What you will do:
Pick out every line in the records below that contains the word "framed", and copy each one. Match the capital and small letters as given.

[Records from a collection]
┄┄┄┄┄┄

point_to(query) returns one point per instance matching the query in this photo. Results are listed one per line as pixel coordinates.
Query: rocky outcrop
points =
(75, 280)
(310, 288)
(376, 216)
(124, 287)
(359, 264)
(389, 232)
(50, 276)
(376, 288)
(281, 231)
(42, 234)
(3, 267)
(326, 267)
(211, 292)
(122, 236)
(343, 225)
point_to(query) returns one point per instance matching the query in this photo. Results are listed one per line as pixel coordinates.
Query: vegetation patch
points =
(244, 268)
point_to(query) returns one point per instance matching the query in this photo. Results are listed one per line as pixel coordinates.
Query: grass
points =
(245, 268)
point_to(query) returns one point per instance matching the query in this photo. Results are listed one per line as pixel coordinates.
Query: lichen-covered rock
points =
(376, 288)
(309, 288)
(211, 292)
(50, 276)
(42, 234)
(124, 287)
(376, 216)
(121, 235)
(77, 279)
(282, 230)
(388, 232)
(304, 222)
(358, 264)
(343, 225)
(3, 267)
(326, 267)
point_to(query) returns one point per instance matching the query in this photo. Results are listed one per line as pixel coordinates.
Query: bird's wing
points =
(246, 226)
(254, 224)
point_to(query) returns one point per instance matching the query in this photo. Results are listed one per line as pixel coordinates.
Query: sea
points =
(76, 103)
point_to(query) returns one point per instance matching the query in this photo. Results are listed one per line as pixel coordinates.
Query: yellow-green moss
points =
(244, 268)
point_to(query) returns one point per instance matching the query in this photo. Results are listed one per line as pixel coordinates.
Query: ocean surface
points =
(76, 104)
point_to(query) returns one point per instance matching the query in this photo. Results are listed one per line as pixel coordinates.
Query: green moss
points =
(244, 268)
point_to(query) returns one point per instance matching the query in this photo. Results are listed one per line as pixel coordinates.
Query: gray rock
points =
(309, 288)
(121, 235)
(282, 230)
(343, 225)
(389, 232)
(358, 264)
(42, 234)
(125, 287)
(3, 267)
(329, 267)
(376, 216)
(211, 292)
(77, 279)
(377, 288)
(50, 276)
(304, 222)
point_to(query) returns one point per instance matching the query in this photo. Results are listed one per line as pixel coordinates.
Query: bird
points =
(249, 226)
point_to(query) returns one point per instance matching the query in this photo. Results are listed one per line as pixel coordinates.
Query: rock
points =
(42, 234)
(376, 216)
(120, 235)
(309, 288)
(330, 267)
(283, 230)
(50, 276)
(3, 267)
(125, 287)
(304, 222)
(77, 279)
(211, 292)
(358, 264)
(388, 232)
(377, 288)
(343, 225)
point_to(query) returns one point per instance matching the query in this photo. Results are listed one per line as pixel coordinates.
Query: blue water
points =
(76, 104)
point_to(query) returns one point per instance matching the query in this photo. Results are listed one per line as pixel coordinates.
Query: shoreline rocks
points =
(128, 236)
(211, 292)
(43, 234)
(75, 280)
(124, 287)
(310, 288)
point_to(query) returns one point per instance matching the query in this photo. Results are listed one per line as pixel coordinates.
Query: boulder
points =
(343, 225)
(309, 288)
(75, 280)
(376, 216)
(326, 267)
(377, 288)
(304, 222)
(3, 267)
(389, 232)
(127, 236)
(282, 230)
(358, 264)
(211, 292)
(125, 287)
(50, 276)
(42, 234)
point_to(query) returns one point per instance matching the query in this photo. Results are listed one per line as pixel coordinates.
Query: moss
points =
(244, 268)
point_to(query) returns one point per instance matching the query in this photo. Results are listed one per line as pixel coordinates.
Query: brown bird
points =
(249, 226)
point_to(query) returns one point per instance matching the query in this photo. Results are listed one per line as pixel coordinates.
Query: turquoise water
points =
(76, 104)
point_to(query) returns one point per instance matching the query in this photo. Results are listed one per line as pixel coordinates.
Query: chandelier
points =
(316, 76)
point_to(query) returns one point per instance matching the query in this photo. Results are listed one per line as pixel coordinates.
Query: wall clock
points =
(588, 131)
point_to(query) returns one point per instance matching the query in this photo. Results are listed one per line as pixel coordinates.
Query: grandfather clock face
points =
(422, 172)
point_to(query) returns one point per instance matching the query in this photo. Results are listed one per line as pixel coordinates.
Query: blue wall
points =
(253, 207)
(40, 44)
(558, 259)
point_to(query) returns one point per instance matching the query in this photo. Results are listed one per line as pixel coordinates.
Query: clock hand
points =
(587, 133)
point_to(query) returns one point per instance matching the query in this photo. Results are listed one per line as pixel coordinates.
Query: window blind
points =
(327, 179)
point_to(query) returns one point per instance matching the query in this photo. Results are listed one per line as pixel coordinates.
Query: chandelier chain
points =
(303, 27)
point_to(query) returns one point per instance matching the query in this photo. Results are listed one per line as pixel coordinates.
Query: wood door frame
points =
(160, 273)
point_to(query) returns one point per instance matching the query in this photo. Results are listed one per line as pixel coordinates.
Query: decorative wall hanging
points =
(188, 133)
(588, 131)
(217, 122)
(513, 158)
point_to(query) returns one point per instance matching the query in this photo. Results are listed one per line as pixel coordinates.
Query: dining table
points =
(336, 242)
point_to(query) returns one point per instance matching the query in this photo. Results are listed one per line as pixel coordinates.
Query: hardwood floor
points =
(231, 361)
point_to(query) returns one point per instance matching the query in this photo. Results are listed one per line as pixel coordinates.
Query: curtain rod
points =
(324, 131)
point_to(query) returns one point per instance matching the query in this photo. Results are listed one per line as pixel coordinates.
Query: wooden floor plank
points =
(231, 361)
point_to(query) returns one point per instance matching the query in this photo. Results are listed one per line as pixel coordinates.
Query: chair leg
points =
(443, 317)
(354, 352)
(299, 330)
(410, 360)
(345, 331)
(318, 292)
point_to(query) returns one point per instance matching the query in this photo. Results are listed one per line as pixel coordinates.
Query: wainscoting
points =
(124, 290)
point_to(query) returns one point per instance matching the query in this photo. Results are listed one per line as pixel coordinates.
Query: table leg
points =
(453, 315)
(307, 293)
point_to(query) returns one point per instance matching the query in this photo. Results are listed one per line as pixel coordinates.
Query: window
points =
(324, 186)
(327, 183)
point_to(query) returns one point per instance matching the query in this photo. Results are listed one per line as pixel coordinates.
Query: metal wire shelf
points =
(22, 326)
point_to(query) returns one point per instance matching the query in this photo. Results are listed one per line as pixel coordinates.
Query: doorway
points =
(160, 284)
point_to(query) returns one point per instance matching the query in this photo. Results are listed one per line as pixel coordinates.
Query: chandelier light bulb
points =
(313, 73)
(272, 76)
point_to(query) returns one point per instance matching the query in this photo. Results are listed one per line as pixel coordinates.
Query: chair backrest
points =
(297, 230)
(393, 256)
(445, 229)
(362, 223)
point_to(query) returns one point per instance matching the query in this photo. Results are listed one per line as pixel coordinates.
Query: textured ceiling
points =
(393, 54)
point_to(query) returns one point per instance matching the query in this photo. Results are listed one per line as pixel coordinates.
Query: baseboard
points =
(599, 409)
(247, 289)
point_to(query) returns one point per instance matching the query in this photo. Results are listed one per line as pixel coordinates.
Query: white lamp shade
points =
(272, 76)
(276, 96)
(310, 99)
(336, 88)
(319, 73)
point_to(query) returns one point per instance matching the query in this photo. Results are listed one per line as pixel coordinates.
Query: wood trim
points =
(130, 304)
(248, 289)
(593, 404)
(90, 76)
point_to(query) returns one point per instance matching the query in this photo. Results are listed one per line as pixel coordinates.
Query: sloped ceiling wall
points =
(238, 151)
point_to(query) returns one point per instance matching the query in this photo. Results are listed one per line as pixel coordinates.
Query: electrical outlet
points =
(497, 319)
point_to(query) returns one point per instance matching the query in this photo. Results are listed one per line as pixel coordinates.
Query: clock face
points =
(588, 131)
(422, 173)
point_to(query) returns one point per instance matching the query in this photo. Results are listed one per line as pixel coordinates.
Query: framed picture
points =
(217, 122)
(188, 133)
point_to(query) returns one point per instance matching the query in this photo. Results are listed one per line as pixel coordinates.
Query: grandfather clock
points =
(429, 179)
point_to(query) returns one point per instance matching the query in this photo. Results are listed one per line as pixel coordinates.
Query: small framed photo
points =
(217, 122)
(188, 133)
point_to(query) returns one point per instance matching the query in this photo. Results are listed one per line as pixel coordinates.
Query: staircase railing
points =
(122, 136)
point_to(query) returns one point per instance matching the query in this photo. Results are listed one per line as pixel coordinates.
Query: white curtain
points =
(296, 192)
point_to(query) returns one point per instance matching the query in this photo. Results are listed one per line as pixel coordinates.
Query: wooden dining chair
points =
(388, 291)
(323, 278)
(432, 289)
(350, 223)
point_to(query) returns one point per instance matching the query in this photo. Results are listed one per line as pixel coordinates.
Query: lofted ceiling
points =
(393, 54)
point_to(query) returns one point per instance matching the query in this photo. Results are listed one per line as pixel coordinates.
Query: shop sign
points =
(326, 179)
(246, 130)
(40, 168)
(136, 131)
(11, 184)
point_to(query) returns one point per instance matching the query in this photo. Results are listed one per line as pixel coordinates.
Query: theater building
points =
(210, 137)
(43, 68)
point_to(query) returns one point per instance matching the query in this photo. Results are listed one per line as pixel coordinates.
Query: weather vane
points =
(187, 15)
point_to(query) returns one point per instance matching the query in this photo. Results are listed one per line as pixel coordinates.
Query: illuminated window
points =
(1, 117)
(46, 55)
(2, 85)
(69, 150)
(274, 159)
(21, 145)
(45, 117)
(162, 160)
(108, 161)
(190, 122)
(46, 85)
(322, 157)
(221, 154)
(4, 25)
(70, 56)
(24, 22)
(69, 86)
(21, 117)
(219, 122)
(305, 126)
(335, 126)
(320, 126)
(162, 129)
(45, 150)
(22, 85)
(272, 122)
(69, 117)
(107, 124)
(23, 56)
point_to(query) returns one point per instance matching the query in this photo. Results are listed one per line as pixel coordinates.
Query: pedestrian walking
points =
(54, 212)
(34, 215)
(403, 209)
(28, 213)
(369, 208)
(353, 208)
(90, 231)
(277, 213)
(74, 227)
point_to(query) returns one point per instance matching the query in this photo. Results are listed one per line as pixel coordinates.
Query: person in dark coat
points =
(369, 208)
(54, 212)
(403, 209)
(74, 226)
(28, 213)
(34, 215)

┄┄┄┄┄┄

Output below:
Query: framed picture
Query: small framed photo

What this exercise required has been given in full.